◆ Request ◆
Copy the items below word for word, beginning with the line that contains "Okay, I'll take the bet. The trimmed" and continuing through the last line of the items.

** START OF Stored rows **

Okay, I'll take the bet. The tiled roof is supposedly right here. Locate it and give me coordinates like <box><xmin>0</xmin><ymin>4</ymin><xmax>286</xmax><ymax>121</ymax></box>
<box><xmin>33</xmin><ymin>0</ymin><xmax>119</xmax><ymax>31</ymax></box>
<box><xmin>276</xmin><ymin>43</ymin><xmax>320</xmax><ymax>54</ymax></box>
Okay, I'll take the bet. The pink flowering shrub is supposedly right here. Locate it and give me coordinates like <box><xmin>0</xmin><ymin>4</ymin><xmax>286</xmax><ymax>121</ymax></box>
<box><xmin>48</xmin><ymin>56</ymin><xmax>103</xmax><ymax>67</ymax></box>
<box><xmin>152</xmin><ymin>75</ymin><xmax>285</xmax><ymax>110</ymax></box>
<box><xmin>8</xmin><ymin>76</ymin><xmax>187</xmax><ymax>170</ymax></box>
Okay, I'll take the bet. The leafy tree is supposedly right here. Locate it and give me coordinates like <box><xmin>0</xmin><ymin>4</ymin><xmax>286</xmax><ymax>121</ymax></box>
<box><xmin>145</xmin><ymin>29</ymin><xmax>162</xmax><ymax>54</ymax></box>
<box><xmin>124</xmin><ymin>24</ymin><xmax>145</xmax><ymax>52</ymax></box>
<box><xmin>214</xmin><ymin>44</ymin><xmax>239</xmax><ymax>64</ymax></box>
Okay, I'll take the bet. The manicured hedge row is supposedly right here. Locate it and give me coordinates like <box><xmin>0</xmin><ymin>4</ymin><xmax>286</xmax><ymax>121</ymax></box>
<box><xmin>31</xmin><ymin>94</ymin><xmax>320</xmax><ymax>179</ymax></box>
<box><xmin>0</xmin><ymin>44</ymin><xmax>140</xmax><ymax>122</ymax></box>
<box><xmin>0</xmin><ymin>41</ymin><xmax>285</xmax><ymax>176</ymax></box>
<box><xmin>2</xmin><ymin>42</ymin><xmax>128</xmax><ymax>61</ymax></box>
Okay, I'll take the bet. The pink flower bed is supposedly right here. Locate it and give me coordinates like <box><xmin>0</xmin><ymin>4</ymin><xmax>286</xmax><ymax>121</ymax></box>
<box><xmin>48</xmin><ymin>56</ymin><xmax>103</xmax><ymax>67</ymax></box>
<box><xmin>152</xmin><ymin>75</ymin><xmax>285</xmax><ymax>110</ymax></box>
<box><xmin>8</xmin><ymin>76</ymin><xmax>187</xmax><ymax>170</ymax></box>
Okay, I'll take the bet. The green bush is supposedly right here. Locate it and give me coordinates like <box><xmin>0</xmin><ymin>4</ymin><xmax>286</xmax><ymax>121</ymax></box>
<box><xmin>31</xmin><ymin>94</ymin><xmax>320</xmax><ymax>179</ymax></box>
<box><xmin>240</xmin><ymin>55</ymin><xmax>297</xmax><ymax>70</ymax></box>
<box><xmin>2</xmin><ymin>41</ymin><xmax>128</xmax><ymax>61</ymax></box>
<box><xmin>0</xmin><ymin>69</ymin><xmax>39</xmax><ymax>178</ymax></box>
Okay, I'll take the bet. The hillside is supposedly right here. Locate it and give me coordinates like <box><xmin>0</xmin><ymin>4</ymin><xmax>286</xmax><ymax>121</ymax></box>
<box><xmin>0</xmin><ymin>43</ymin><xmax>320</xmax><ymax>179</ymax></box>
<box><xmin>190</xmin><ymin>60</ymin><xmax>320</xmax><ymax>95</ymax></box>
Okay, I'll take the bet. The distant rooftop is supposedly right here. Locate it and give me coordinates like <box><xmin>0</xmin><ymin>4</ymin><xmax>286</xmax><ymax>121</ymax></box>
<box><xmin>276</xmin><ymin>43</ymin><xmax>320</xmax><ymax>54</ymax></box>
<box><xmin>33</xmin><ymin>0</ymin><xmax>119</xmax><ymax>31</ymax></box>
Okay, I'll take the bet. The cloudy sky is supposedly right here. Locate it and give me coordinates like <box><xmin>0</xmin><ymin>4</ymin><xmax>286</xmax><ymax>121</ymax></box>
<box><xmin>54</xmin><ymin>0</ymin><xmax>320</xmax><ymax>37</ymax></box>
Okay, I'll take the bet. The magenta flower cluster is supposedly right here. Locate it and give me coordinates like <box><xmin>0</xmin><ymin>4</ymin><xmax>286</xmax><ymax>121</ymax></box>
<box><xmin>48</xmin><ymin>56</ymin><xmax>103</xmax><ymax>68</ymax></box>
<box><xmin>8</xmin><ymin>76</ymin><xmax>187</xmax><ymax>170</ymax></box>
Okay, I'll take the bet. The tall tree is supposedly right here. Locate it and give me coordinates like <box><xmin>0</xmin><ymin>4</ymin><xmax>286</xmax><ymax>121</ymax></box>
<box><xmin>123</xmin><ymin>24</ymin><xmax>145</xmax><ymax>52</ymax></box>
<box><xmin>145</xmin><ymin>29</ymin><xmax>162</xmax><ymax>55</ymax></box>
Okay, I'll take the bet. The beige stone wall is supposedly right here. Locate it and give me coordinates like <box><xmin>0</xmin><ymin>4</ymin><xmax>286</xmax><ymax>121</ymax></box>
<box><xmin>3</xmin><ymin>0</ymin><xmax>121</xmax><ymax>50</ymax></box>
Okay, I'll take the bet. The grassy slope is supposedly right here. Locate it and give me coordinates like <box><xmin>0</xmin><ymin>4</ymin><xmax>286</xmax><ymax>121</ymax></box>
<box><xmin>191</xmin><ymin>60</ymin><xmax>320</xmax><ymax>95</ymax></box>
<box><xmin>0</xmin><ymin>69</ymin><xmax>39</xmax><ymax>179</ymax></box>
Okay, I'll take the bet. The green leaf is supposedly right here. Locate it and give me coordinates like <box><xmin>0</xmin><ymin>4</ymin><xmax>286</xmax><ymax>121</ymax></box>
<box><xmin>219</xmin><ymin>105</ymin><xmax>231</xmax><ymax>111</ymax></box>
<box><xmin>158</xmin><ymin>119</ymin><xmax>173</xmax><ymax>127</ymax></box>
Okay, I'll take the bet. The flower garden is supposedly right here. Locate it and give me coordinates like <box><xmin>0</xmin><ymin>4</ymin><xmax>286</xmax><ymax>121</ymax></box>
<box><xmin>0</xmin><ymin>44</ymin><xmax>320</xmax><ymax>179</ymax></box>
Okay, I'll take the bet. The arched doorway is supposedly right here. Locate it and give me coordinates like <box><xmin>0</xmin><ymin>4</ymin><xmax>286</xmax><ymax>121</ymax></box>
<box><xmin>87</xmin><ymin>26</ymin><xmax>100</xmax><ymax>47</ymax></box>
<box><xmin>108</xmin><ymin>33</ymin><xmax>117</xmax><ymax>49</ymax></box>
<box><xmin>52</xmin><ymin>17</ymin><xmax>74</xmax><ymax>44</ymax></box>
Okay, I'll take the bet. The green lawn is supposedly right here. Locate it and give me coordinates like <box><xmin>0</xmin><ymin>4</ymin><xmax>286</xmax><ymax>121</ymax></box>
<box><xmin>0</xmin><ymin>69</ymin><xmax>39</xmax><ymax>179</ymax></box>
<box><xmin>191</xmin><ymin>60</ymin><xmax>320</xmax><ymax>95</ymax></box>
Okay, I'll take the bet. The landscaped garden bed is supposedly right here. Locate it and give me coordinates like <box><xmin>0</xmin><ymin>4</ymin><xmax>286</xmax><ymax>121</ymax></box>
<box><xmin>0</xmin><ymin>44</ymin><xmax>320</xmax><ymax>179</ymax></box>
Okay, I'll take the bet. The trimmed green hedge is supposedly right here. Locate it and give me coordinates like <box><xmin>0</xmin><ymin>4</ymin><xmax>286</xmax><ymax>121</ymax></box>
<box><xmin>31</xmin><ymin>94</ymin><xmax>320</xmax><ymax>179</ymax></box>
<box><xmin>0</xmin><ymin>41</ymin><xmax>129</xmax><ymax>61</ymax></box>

** END OF Stored rows **

◆ Result of this task ◆
Okay, I'll take the bet. The trimmed green hedge is supposedly right here. Locate it and give me coordinates like <box><xmin>0</xmin><ymin>4</ymin><xmax>286</xmax><ymax>121</ymax></box>
<box><xmin>31</xmin><ymin>94</ymin><xmax>320</xmax><ymax>179</ymax></box>
<box><xmin>0</xmin><ymin>41</ymin><xmax>129</xmax><ymax>61</ymax></box>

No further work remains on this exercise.